A. The Company is inter alia engaged in the business of providing consulting services (“Business”).
B. The Company is desirous of appointing the Employee on the terms and conditions specifically set forth in this Agreement.
C. The Company and Employee are therefore desirous of recording the terms and conditions of employment of the Employee with the Company by executing these presents.
 
NOW THEREFORE, IT IS HEREBY MUTUALLY AGREED BY AND BETWEEN THE PARTIES HERETO AS FOLLOWS:
 
1. DEFINITIONS AND INTERPRETATION
 
1.1 Board” shall mean the Board of Directors for the time being of the Company.
 
1.2 Cause” shall have the meaning assigned to it in Clause 7.2.1.
 
1.3 Confidential Information” means all information or data made available to Employee (whether furnished orally, in writing, electronically or through any other form or medium and regardless of whether it is specifically marked or identified as confidential) or which directly or indirectly comes to the knowledge of Employee or any part thereof, concerning or relating to the
Company, including all analyses, forecasts, reports, studies, agreements and other documents whether prepared by the Company, its executives or a third party, but shall not include information that is now in, or hereafter enters, the public domain through no action by Employee in violation of the terms or conditions of this or any other duty of confidentiality, contractual or otherwise.
 
1.4 Developments” shall mean any invention, design, technical or business innovation, computer program and related documentation, or any other work product knowhow or intellectual property developed, or conceived by Employee, in whole or in part that arises out of the employment with the Company, or that are otherwise made through the use of the Company’s assets
or materials.
 
1.5 Directors” shall mean the directors on the Board of the Company.
 
1.6 Intellectual Property Rights” shall mean all intellectual property rights subsisting in the products developed, being developed and/or proposed to be developed by the Company including all patents, patent applications and patent rights, entity models, moral rights, trademarks and trademark rights, trade names and trade name rights, service marks and service mark rights, service
names and service name rights, brand names, internet domain names and sub-domains, inventions, processes, formula, copyrights and copyright rights, trade dress, business and product names, logos, slogans, trade secrets, industrial models, processes, designs, methodologies, computer programs (including all source codes) and related documentation, technical information, manufacturing, engineering and technical drawings, knowhow and all pending applications for and registrations of patents, entity models, trademarks, service marks, copyrights and internet domain names and sub-domains.

......

→ **Aim of the exercise**
According to the employment agreement excerpt, what business is the Company engaged in? Rely only on the employment agreement excerpt.

......

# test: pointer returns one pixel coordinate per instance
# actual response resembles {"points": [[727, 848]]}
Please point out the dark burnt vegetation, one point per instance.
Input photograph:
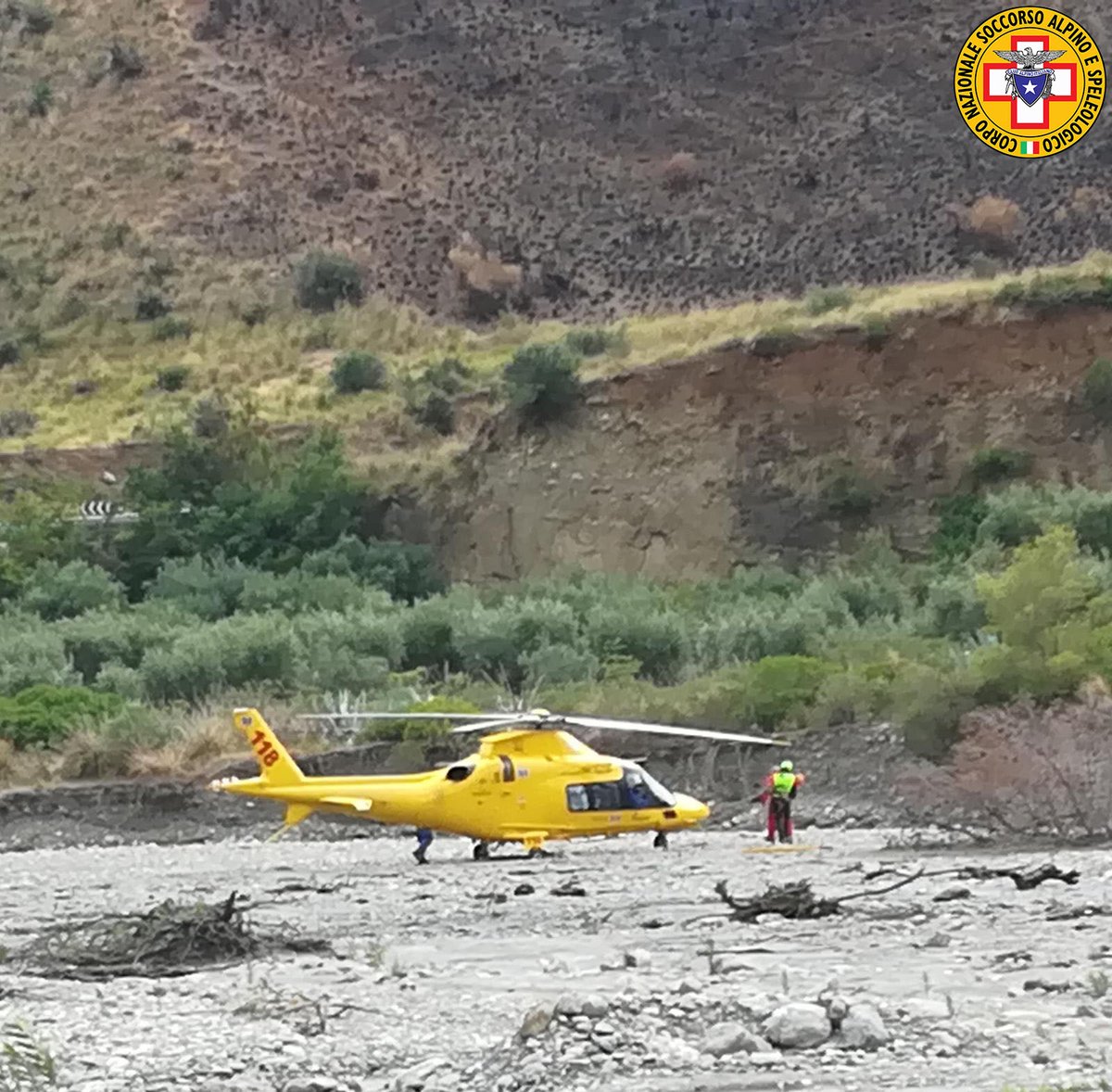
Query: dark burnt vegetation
{"points": [[171, 940]]}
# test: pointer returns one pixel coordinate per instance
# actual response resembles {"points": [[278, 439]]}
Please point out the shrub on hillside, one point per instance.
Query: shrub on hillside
{"points": [[849, 495], [38, 19], [43, 717], [172, 378], [125, 61], [420, 729], [171, 328], [655, 641], [9, 350], [404, 570], [15, 423], [435, 411], [1094, 525], [151, 305], [593, 341], [323, 280], [353, 373], [543, 382], [777, 690], [104, 636], [960, 518], [1045, 587], [32, 653], [822, 300], [929, 704], [209, 587], [54, 590], [297, 591], [992, 465], [190, 669], [40, 99]]}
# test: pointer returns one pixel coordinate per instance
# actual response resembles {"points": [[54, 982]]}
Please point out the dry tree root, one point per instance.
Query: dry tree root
{"points": [[1024, 879], [794, 900], [171, 940]]}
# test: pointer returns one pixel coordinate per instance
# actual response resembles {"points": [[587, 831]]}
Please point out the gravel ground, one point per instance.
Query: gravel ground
{"points": [[478, 976]]}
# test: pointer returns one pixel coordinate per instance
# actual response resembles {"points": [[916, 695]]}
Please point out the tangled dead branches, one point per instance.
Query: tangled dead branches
{"points": [[795, 900], [171, 940], [1024, 879]]}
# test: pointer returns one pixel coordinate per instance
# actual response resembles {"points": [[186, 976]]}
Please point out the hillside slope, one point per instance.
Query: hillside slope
{"points": [[728, 457], [616, 156]]}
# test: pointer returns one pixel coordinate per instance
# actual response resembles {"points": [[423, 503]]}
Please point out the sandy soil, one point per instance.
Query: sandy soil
{"points": [[440, 965]]}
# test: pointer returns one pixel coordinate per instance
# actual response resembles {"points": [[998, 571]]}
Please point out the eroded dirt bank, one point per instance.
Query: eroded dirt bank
{"points": [[437, 969], [685, 469]]}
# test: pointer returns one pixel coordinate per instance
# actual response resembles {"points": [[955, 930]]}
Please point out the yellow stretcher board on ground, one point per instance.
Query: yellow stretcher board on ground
{"points": [[778, 848]]}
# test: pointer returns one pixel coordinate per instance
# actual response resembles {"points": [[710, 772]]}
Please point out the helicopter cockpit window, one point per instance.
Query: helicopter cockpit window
{"points": [[640, 790], [605, 796]]}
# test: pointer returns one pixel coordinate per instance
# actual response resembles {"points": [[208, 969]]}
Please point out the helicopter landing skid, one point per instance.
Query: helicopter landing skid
{"points": [[482, 852]]}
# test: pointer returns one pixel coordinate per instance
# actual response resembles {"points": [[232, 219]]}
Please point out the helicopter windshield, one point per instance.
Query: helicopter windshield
{"points": [[638, 783]]}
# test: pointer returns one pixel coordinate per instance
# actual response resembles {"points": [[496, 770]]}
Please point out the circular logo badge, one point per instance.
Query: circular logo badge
{"points": [[1030, 83]]}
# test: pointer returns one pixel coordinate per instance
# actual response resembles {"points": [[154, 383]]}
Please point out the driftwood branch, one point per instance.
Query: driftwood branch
{"points": [[171, 940], [795, 901], [1024, 879]]}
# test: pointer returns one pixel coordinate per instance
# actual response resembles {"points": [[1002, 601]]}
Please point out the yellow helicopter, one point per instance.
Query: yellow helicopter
{"points": [[531, 781]]}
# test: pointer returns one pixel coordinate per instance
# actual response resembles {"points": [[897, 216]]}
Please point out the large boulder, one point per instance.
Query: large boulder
{"points": [[799, 1024], [863, 1029], [732, 1037], [924, 1009]]}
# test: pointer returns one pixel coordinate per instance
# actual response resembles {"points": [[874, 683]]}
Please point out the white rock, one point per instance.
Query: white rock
{"points": [[924, 1009], [798, 1024], [767, 1061], [431, 1075], [728, 964], [537, 1022], [732, 1037], [863, 1029]]}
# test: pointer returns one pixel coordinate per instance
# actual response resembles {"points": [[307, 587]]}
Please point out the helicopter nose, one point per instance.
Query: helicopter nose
{"points": [[690, 809]]}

......

→ **Exercise output**
Providing consulting services.